• **WORK REQUIRED**: Continue the forum thread on sugar and soap bubbles, beginning immediately after its final sentence.

• **DOCUMENT SECTION**:
★ ★ ★
Thanks everyone for sharing! I will have to give the holy trinity a try. Sounds interesting, God bless her soul.

I am confused by two things. Coconut milk actually inhibits bubbles? And SF up to 20%? Wouldn't that increase the spoilage rate significantly?


----------



## DeeAnna (Jan 11, 2014)

Okay, I'm "popping in" about the sugar => more bubbles thing. Makes me feel a little like Mary Poppins!  

A couple of definitions:
Soap film = a very thin sturdy layer of soap and water and possibly other ingredients.
Soap bubble = a spherical soap film that encloses a certain volume of air.

The lifetime and size of a soap bubble depends on 
    (1) the strength and elasticity of the soap film itself which depends on the ingredients in the soap solution, 
    (2) the rate of evaporation of water out of the soap film, 
    (3) the presence of contaminants such as dirt or fat, and 
    (4) the rate of drainage of water in the soap film toward the bottom of the bubble due to gravity.

To make long lived bubbles, you would want to make a relatively strong elastic soap film, slow the evaporation of water, and minimize contaminants in the soap film.

What does a sugar solution or glycerin contribute toward this goal? Up to a point, these ingredients will reduce water evaporation and increase the soap film strength. If too much sugar or glycerin is added, they will cut lather, however, because they will increase the viscosity (thickness) of the soap solution too much. If the soap solution is too thick and syrupy => few or no bubbles. So don't get carried away!

And, since I cannot resist the temptation to expand on this topic....
★ ★ ★
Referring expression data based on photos
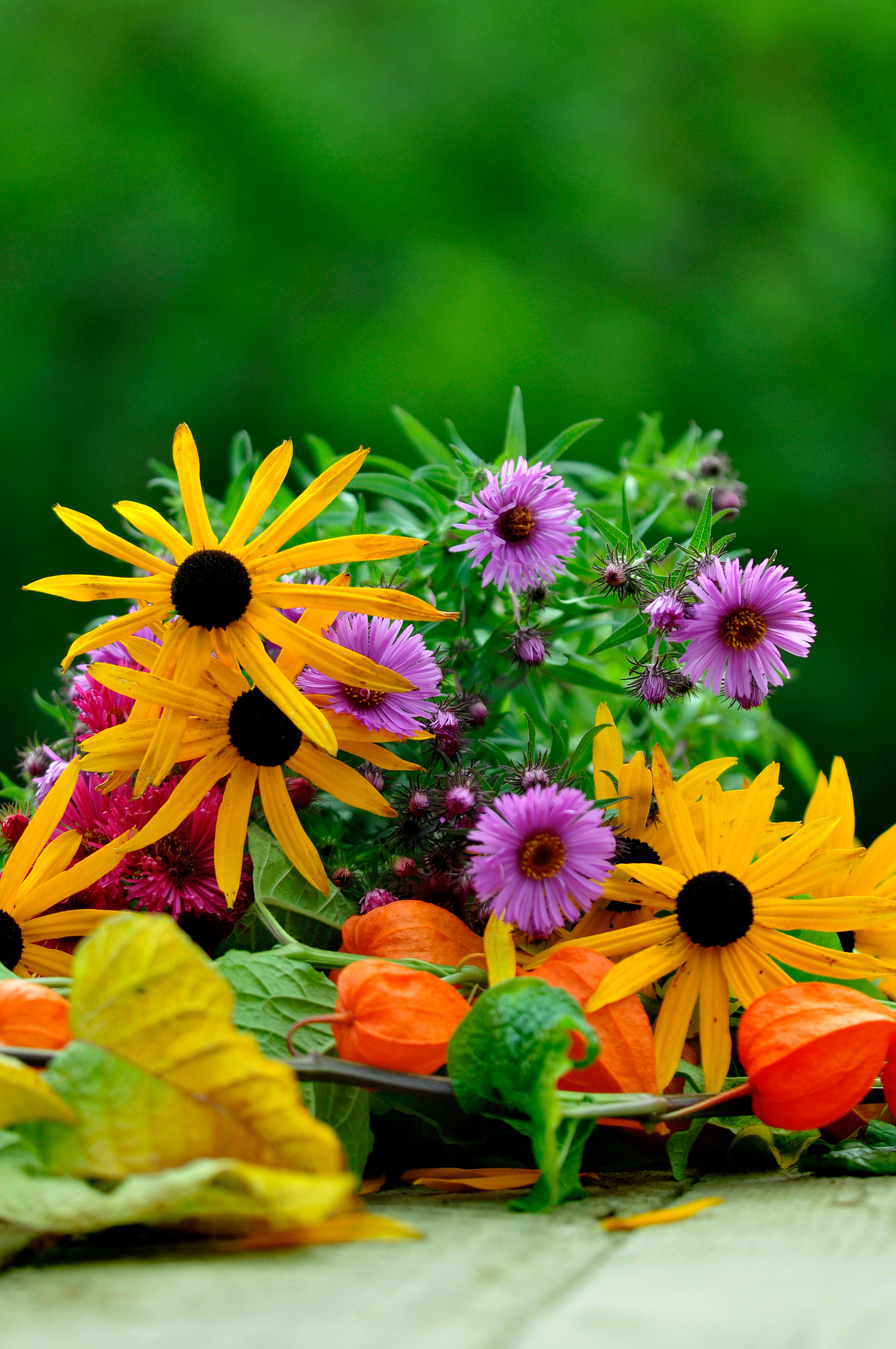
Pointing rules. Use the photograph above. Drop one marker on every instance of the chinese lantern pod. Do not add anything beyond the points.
(33, 1016)
(811, 1051)
(628, 1053)
(411, 930)
(400, 1019)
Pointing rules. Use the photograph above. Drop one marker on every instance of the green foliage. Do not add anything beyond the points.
(505, 1061)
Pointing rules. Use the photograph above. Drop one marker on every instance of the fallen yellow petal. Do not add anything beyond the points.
(656, 1216)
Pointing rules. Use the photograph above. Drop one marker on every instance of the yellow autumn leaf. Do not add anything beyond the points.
(145, 992)
(26, 1096)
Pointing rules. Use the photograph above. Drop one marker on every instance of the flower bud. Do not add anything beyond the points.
(301, 792)
(376, 899)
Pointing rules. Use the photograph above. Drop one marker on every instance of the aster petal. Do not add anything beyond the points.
(262, 490)
(715, 1031)
(230, 831)
(671, 1026)
(645, 968)
(187, 464)
(96, 536)
(291, 835)
(341, 780)
(326, 489)
(347, 548)
(149, 523)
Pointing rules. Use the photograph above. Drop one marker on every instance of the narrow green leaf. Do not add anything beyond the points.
(430, 448)
(636, 628)
(564, 442)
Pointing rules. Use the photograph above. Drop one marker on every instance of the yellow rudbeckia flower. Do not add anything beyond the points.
(35, 880)
(733, 912)
(875, 871)
(229, 597)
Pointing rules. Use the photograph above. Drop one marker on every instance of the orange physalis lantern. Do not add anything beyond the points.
(811, 1051)
(412, 930)
(628, 1051)
(33, 1016)
(395, 1017)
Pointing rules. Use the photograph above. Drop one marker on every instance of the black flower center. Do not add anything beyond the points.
(11, 941)
(211, 589)
(743, 629)
(542, 856)
(261, 733)
(514, 525)
(363, 697)
(714, 909)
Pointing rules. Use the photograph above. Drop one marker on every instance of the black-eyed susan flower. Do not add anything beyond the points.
(234, 730)
(35, 880)
(227, 594)
(733, 916)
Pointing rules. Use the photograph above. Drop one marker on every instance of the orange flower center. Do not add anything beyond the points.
(542, 857)
(743, 629)
(516, 525)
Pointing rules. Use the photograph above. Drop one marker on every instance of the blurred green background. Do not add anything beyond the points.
(288, 216)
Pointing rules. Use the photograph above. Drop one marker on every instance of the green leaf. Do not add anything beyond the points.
(516, 433)
(636, 628)
(505, 1061)
(610, 532)
(275, 991)
(564, 442)
(430, 448)
(704, 531)
(303, 911)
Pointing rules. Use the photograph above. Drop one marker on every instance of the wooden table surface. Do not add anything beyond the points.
(786, 1262)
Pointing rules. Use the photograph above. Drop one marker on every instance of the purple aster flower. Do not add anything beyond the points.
(542, 859)
(741, 620)
(398, 649)
(524, 524)
(376, 900)
(666, 613)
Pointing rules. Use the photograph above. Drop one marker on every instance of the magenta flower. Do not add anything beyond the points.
(542, 859)
(398, 649)
(524, 525)
(741, 621)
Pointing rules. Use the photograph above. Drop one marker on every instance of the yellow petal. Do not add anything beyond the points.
(272, 682)
(262, 490)
(638, 785)
(354, 599)
(291, 835)
(607, 755)
(307, 506)
(638, 970)
(775, 866)
(501, 953)
(156, 589)
(671, 1026)
(691, 785)
(230, 830)
(715, 1031)
(338, 662)
(44, 822)
(149, 523)
(187, 463)
(677, 818)
(348, 548)
(663, 879)
(749, 825)
(339, 780)
(99, 537)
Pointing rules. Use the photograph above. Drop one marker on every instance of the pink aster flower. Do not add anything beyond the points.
(743, 620)
(398, 649)
(540, 859)
(524, 525)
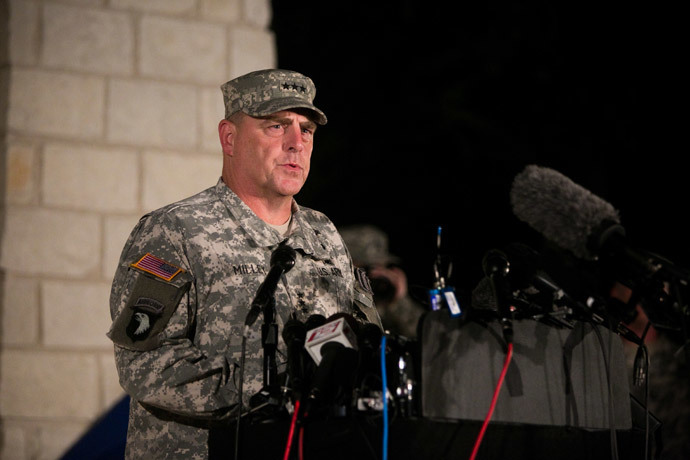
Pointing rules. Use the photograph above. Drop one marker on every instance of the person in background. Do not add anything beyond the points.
(189, 272)
(368, 246)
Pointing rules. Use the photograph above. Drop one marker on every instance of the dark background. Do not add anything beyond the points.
(433, 111)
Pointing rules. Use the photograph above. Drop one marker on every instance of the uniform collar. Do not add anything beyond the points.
(303, 236)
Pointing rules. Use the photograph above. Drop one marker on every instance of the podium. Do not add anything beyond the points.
(557, 376)
(554, 403)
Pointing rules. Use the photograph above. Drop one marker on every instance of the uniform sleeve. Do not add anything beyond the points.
(153, 307)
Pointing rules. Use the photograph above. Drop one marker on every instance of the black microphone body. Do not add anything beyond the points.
(576, 220)
(294, 334)
(282, 260)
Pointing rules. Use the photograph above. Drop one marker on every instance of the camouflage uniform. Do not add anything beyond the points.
(209, 254)
(368, 246)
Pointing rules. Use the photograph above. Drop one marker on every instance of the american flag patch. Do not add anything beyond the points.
(158, 267)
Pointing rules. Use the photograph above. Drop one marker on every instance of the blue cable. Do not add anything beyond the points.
(385, 399)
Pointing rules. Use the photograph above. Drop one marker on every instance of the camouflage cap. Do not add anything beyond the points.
(264, 92)
(368, 245)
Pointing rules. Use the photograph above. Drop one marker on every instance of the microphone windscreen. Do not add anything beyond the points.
(483, 297)
(561, 210)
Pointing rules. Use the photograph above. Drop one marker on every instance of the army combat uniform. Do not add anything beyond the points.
(186, 278)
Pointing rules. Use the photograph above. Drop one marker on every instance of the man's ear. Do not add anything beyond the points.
(226, 133)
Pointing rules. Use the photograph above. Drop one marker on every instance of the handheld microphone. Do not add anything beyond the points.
(496, 267)
(333, 347)
(340, 328)
(282, 260)
(294, 335)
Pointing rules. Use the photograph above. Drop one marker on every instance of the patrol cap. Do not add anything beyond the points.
(264, 92)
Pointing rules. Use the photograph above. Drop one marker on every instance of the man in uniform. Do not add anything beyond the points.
(190, 270)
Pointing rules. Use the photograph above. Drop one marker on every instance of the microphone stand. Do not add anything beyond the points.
(269, 342)
(269, 399)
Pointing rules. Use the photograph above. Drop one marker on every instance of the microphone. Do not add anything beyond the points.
(333, 346)
(497, 268)
(282, 260)
(294, 335)
(340, 327)
(576, 220)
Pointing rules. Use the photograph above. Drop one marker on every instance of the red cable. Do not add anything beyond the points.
(292, 431)
(509, 355)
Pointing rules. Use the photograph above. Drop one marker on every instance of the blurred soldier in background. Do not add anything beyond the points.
(368, 246)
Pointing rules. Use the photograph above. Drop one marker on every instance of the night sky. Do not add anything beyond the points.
(433, 112)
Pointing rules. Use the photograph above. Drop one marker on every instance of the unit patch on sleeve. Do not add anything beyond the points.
(150, 305)
(162, 269)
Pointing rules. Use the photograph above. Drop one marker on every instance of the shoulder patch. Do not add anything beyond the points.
(147, 312)
(363, 280)
(158, 267)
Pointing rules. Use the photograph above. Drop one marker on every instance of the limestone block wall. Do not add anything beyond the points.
(108, 109)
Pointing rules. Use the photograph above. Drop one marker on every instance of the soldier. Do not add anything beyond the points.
(190, 270)
(368, 246)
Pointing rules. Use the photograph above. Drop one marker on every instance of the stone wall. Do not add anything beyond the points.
(109, 109)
★ ★ ★
• **ANSWER TO THIS TASK**:
Castor adds ricinoleic acid to a soap recipe. Ricinoleic acid is an unusual fatty acid because it is somewhat water soluble -- more so than any other fatty acid normally used in soap making. As others have pointed out elsewhere on SMF, castor added to a soap recipe can add bubble-age, even though a pure castor soap doesn't bubble much. This partial water solubility is probably the reason why -- castor soap acts a bit like glycerin or sugar to make a more stable soap film when part of a mixed soap.

The composition of the soap itself contributes to the strength of the soap film. Lower molecular length soaps (such as those in coconut oil soap) tend to make bigger bubbles that pop easily, all other things being equal. Longer molecular length soaps (such as tallow soap or olive oil soap) make smaller bubbles that stick around. My guess is that the longer soap molecules are stronger, so they are able to make a longer lived, more elastic soap film. The downside to being stronger and more elastic is that the soap film is not able to form bigger, fluffier -- and less stable -- bubbles. The amount of saturated fats vs unsaturated probably affect this too, but don't quiz me on this. 

Contaminants, such as high superfat, high amount of botanicals, clays, some additives, etc., will tend to reduce the total amount of lather as well as the size of the bubbles, because these ingredients can reduce the strength of the soap film. Contaminants added to an existing soap bubble can "damage" the soap film, much like poking a hole in a balloon -- think about how touching a soap bubble with a dry finger causes it to pop or spraying alcohol on a soap foam will "break" the foam.

http://en.wikipedia.org/wiki/Soap_bubble
http://mysite.du.edu/~jcalvert/phys/bubbles.htm
http://www.mne.psu.edu/cimbala/Learning/Fluid/Fluid_Prop/fluid_property.htm

Edit: See Amathia Soapworks "Lather Lovers Test": http://www.flickr.com/photos/amathiasoapworks/6878711296/in/set-72157629324839760/


----------



## newbie (Jan 11, 2014)

When you say a high superfat can lessen lather, how high is high? Is there a relative cut-off or drop off percentage? I assume there would be variability dependent on ingredients but I'm wondering if there is a general rule of thumb.


----------



## DeeAnna (Jan 11, 2014)

I don't really have an answer for you, rule of thumb or otherwise. It depends so much on personal preference and the recipe. 

If you want my personal opinion, I pretty much always use a 5% SF and get decently lather-y bars. I am not a fan of higher superfat levels.

http://www.flickr.com/photos/amathiasoapworks/7024618159/in/set-72157629324839760/ 
Compare photo set 1 at 8% SF with photo set 2 at 5% SF. Recipe is otherwise the same in both cases.


----------



## seven (Jan 11, 2014)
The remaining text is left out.